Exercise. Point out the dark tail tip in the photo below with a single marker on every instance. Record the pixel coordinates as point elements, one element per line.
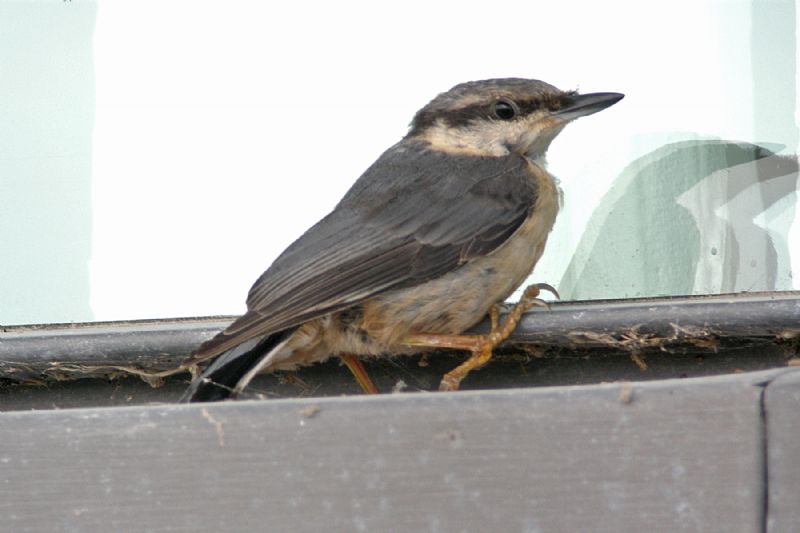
<point>218,381</point>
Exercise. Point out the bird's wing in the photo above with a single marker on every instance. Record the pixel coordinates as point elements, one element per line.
<point>416,214</point>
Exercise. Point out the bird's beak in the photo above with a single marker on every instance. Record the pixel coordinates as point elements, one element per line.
<point>587,104</point>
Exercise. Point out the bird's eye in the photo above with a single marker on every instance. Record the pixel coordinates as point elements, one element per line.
<point>504,110</point>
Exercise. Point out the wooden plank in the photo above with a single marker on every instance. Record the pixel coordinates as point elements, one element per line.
<point>678,455</point>
<point>782,408</point>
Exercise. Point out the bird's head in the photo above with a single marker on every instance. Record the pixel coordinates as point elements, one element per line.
<point>502,116</point>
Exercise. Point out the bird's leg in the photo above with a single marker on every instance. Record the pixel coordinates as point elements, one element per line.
<point>359,372</point>
<point>481,346</point>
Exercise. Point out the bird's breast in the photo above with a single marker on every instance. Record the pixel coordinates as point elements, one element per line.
<point>458,300</point>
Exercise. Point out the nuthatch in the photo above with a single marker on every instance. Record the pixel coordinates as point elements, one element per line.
<point>444,225</point>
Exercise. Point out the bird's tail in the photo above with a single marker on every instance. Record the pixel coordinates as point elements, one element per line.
<point>221,379</point>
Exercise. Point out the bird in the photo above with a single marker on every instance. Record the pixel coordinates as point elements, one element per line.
<point>439,230</point>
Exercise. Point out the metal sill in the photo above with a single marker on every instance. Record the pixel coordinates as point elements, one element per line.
<point>571,343</point>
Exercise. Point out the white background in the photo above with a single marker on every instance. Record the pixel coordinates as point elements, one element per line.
<point>224,129</point>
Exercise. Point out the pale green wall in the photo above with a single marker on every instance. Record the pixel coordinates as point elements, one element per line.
<point>46,120</point>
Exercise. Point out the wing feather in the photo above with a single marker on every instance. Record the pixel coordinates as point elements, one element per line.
<point>414,215</point>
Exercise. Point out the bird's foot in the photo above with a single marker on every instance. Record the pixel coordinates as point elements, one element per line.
<point>482,346</point>
<point>360,373</point>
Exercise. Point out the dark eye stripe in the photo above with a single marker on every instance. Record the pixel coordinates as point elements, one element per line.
<point>486,110</point>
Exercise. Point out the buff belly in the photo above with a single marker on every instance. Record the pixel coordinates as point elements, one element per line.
<point>450,304</point>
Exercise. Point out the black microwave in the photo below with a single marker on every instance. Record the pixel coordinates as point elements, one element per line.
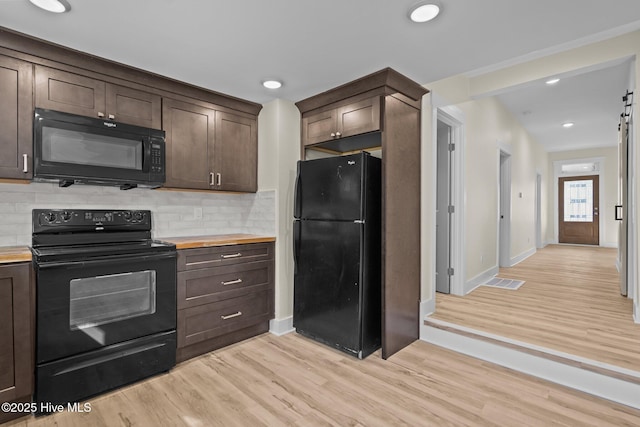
<point>72,149</point>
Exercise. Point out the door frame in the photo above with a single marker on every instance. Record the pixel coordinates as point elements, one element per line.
<point>557,174</point>
<point>454,118</point>
<point>538,210</point>
<point>504,206</point>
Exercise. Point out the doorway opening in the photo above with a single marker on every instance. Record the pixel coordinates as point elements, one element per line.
<point>449,200</point>
<point>444,208</point>
<point>504,226</point>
....
> **What to do**
Extract the text of all the records above verbatim, excluding pictures.

> **Response for this exercise**
Exercise. Point out the dark tail tip in the photo below with a single marker on every instance. Record the pixel coordinates as point elements, one element per line.
<point>218,381</point>
Exercise. Point out the bird's wing in the photo above with a single marker on every instance. Record the pixel coordinates as point elements, one element per line.
<point>416,214</point>
Exercise. Point out the bird's beak in the photo above with a single marker on every instance. Record the pixel coordinates as point elements, one element per line.
<point>587,104</point>
Exercise. Point out the bird's eye in the photo above with a single marker on every instance. Record the pixel coordinates as point elements, one element per line.
<point>504,110</point>
Exercise. Point out the wooden plank in the photo above with a single marker on every instance. Record the pixel coordinates as point elements, one element per line.
<point>678,455</point>
<point>782,408</point>
Exercise. Point out the bird's head in the photo above with a single marker on every instance. Record the pixel coordinates as point elements, one element per line.
<point>502,116</point>
Exercise. Point out the bird's leg in the photo above with a single marker on every instance. Record the pixel coordinates as point elements, one element per line.
<point>359,372</point>
<point>481,346</point>
Exercise. Point out the bird's breast in the photo above with a single marker on every instance. Record the pixel coordinates as point elements, one element per line.
<point>458,300</point>
Exercise. Point out the nuthatch in the photo above with a single marker on every instance. Record the pixel coordinates as point elements, one element per line.
<point>444,225</point>
Exercise. Point out the bird's tail in the photo above with a single marker on every instance. Record the pixel coordinates as point elements, one element per line.
<point>221,379</point>
Exercise. Point out the bird in the photo above with a single marker on every instance. Record the pixel coordinates as point elements, one element per line.
<point>439,230</point>
Exercise. Point out the metal sill in the photo above with a single marker on every instance. Record the pixel coordinates as point elements, one element per line.
<point>571,343</point>
Exercise. Point out the white background in the photo above with a single marker on every instance. Record the pixel coordinates as point elements, one element per line.
<point>224,129</point>
Exercise. Point out the pale green wall in the photo above with a single marker on every instance. Record the pixel coordinates as point elements, one element per line.
<point>46,120</point>
Exercise. Point out the wing feather in the photo above with a single marker on every instance. Record the pixel coordinates as point elements, one element per line.
<point>414,215</point>
Exercise. Point out the bird's foot in the photo above with a single marker on every instance. Record the pixel coordinates as point elements, one element per line.
<point>482,346</point>
<point>360,373</point>
Exercise. Point out the dark eye stripe in the photo above with a single marker on every instance. Record the pixel coordinates as point elements, one element per line.
<point>486,110</point>
Exercise. Point out the buff belly in the photo above with a single marker on every instance. Record the pixel coordinates as point elements, one element per line.
<point>450,304</point>
Exercise. Point out the black microwave in the photo below with a single marker on every instance. Record the pixel coordinates as point elements, one element per line.
<point>72,149</point>
Exercise. Point out the door frame in the photo above with a single marker on every instance. Record the pixel coordinates as point elements, one element per line.
<point>557,174</point>
<point>454,118</point>
<point>538,210</point>
<point>504,206</point>
Exercise. Point out the doorway opening in the photo above with a single marker on every instance. Record the pixel coordinates as point elements, one element per line.
<point>449,200</point>
<point>444,208</point>
<point>504,226</point>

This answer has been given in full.